* **Your task**: Leave out the pictures and copy everything else in the entries exactly.

[Coordinate annotation entries]
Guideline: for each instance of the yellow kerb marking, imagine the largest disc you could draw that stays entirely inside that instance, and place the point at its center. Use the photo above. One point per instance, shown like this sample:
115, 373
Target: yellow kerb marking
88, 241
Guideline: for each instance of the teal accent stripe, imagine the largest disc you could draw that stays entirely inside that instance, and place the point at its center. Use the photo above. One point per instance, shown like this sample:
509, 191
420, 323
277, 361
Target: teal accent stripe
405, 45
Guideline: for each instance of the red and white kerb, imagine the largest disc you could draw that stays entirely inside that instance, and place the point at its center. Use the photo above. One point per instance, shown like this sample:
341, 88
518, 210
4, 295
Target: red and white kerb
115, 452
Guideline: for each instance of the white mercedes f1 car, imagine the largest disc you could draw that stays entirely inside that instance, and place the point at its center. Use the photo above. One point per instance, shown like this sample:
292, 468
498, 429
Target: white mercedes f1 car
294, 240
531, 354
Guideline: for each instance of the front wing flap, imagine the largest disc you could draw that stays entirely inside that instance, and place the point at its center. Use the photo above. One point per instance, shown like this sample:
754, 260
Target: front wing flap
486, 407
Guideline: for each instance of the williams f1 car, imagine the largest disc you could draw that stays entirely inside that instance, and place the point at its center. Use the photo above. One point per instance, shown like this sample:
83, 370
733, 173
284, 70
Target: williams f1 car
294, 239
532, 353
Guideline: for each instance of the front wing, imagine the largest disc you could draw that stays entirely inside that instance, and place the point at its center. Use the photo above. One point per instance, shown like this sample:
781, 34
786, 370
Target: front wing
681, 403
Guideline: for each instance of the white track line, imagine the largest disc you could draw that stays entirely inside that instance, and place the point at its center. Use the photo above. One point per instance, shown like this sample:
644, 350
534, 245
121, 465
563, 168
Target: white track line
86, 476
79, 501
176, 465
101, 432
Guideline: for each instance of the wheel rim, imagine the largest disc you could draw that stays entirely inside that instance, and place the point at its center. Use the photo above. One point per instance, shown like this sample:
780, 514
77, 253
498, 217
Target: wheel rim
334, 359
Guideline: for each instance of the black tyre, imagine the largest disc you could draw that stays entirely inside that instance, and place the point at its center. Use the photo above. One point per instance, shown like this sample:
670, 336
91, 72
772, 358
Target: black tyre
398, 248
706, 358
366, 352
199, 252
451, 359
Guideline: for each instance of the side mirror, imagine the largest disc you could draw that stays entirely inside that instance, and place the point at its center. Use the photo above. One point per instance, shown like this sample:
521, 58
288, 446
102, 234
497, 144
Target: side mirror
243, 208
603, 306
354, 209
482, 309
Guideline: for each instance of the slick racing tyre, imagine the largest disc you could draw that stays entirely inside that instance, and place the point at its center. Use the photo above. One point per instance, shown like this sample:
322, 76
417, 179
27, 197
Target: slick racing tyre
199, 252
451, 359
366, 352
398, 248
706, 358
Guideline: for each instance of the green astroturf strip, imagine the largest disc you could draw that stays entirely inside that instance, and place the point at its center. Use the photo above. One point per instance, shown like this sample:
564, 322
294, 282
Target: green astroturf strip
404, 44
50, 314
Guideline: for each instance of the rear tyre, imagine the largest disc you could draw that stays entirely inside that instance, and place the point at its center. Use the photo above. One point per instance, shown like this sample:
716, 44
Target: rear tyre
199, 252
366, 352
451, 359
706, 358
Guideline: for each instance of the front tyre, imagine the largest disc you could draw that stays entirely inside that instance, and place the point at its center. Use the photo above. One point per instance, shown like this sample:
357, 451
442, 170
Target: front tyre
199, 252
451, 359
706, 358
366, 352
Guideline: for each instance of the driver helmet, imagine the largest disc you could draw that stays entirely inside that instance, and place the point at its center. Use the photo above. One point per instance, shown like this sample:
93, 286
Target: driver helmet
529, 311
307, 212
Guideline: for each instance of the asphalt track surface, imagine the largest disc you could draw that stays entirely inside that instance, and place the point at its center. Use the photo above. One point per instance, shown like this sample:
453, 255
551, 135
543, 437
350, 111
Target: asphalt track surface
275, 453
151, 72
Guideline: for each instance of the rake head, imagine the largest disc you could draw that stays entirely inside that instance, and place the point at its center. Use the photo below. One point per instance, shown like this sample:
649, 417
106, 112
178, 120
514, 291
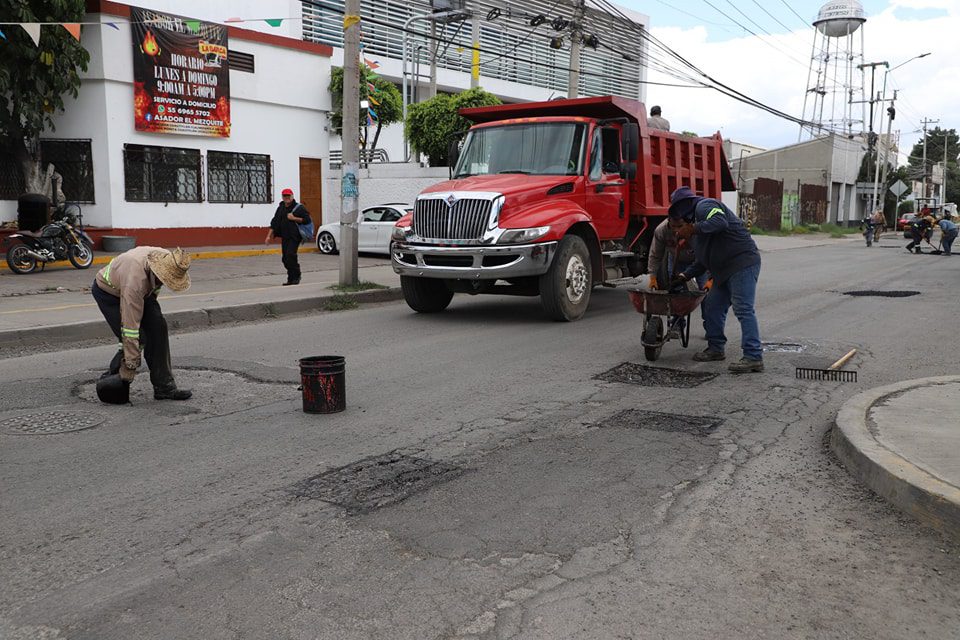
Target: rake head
833, 375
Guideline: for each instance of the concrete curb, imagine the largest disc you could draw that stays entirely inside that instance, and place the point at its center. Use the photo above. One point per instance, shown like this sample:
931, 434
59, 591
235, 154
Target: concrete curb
199, 255
189, 318
910, 488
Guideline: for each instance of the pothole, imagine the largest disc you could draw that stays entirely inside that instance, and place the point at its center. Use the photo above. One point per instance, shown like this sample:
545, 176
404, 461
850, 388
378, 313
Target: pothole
631, 373
882, 294
375, 482
50, 422
667, 422
783, 347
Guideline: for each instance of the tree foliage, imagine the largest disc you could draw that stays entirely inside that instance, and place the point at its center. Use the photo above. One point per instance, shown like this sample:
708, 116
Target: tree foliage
389, 111
430, 124
935, 145
34, 79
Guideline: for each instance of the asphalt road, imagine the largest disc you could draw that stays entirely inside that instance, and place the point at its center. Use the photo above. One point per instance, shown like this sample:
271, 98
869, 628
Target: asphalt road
483, 482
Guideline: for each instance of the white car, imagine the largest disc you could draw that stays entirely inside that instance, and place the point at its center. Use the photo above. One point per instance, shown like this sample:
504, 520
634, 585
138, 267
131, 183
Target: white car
374, 230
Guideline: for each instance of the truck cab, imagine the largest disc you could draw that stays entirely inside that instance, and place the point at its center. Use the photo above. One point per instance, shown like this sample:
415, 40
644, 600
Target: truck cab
543, 199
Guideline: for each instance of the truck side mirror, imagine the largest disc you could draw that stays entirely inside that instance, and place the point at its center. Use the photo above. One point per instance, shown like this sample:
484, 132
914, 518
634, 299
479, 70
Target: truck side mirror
630, 142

* **Answer for this exercise**:
Guideline: for each instance of the yellow kerb marking, imagine the largest disc you could draw that stays entirely inside that instance, and place the point at its center. Use the photo above. One point per instance, shown like this sample:
115, 373
Target: yellow kerb marking
88, 241
Guideline: for each instance of the teal accent stripe, imagine the largest disc you could draw that stays entirely inside that instance, and place the point at its center. Use the photo above. One point per instance, shown like this sample:
509, 191
420, 323
277, 361
Target: teal accent stripe
405, 45
Guideline: for each instance of the red and white kerb, imagine the largest disc you could draw that stays entirely inside that instance, and place the point at its center. Use the photo above. One point per instance, shown like this sample:
341, 88
518, 210
4, 295
Target: red and white kerb
115, 452
Guideline: for each instance of the white mercedes f1 car, imagine the largest disc you could draw that stays entirely inside that instance, and place the point at its center. Use the photo above. One point per instance, shown like this sample:
292, 468
498, 429
Target: white mercedes f1 car
294, 240
531, 354
Guideline: for each instance of the front wing flap, imagine the largest disc you could draw that stays entirely inside that instance, and place the point at its center. Use the photo above. One point per instance, shown like this sample:
754, 260
Target: front wing flap
486, 407
Guideline: for each instance of the williams f1 car, imagine the largest disc you could draw that stays entirely inside that instance, and place the point at its center. Use the photo above. One point per instance, shown like this sample:
83, 370
733, 173
284, 70
Target: williams f1 car
294, 239
532, 353
Guideline: for each instance of the front wing, imagine the largest disc you could draw that stays entirely inside that instance, and place the point at its center. Use the photo above. One point per instance, shown like this sample:
781, 34
786, 370
Target: front wing
681, 403
Guideline: for each instance of the white track line, imagine the largest disc you could draw that stays entirely inside that instance, and place the point at its center. Use the photo above. One point per instance, shown like this sample:
644, 350
534, 245
121, 465
563, 168
Target: white track line
86, 476
79, 501
176, 465
101, 432
Guideline: for each instance of the wheel rim, imagine the largest disc you could draw that stays entirely inside that instance, and place the point at its center. Use the photo above. One point per instance, shown like this sample:
780, 514
77, 253
498, 217
Target: wheel rim
334, 359
Guideline: for each instance of the black tyre, imagine the largest disc you could draw that stays entirely inside that instance, and place the point at its center. Use the photo above. One point per instance, shown like this sample:
670, 336
91, 72
772, 358
Target: black tyre
398, 248
706, 358
366, 352
199, 252
451, 359
Guideline: for each instance of the side mirror, imagine the largest disc you could draw that stays entirely inside that instance, and place the point at its center. Use the photo above. One point per instance, shown like this sample:
521, 58
288, 446
102, 234
497, 144
Target: side mirror
243, 208
603, 306
354, 209
482, 309
Guideline: for each instance of the slick racing tyre, imagine the largest disc you could draw that stays entirely inside that instance, and place the point at its center. Use the photo above. One point per instance, shown like this sample:
322, 76
417, 179
27, 197
Target: slick racing tyre
199, 252
451, 359
366, 352
398, 248
706, 358
Guideline: for each instance of the green astroturf strip, imagine the largest disc you could draw that stays entirely inside that instance, and place the point at its center. Use the photo above. One point per instance, shown like this sample:
564, 322
294, 282
Target: green astroturf strip
404, 44
50, 314
Guideline: for each instance of the rear tyre, imagine the largest disc you could draw that stays entirely inside that instance, and place the point at its center. Use the photo above. One point per instance, shown like this sample:
716, 44
Target: rear tyre
199, 252
366, 352
451, 359
706, 358
Guideline: for each instance of the front tyre, imagine the largest disc you could draw that stays entirely inside that instance, and place the point at its center. Use the photo above. One point per instance, shown like this sample:
357, 451
442, 170
Target: front tyre
199, 252
451, 359
706, 358
366, 352
Guideline: for each instance of the driver helmet, imagine the largest disc you could draw that stays entirely inside that instance, and place the point at its center. Use the photo above. One point per instance, shown like this sample:
93, 286
Target: driver helmet
529, 311
307, 212
Guideline: for each instance of the asphalt track surface, imagine the largest disc you could draw that stays entirely inside that instance, and place the point at its center. Use the photo above. One point per instance, shown like this sample:
453, 255
551, 135
543, 437
350, 111
Target: asphalt track surface
275, 453
151, 72
Guideline: for each instance of the rake head, imagine the largest disc you could draw that stays entirely inside that instance, and place the point at its center. Use the photo below. One point per instance, shown like this sample:
649, 417
106, 112
178, 120
514, 291
Target: rake head
833, 375
Guideline: for each instance of the concrete curb, imagine the largest disc you could draw that stays entirely inside that instance, and place the point at its center. Use the photo above. One point per instance, shown like this sample:
931, 434
59, 591
235, 154
Target: concrete curb
199, 255
189, 318
910, 488
Guideline: for each instance of the pothole, imagine the largest disc you could draw that stays entirely inside that instance, and place the point at its center. Use the photo above. One point per instance, shown like this sample:
545, 176
404, 461
850, 388
378, 313
Target: pothole
631, 373
882, 294
375, 482
50, 422
667, 422
783, 347
Guideline: for each instance of the tree foliage, imagine the largest disc you could draw that stays entirely inside that instance, and place the point at its center. Use the photo above. One point per instance, shown like this sample:
708, 116
Target: tree foliage
389, 111
430, 124
935, 145
34, 79
Guideline: for each instance of the asphalt road, imagine the largest disc you could draw that stays entirely inside that instance, and place the point at its center. Use the photo above. One point per instance, shown like this sample:
271, 98
869, 628
Target: asphalt road
483, 482
Guideline: for each instance of the white car, imagine the largest disc you could draw that stays entirely inside that instance, and place the point at its center. Use the photo above. One point per instance, shown like this sample:
504, 520
634, 585
138, 267
131, 183
Target: white car
374, 230
Guideline: for each instance of the truck cab, imagine the largest disc you could draw that stays entirely inside that instance, and place the point at its center. Use the photo above. One point per instance, shown like this sample:
415, 40
644, 600
Target: truck cab
543, 199
Guideline: for each instance of the truck side mirror, imagine the largest disc you could draw that stays entirely inside that instance, and place the point at its center. Use the photo above. One point per instance, shown like this sample:
484, 132
914, 518
634, 299
479, 70
Target: truck side mirror
630, 142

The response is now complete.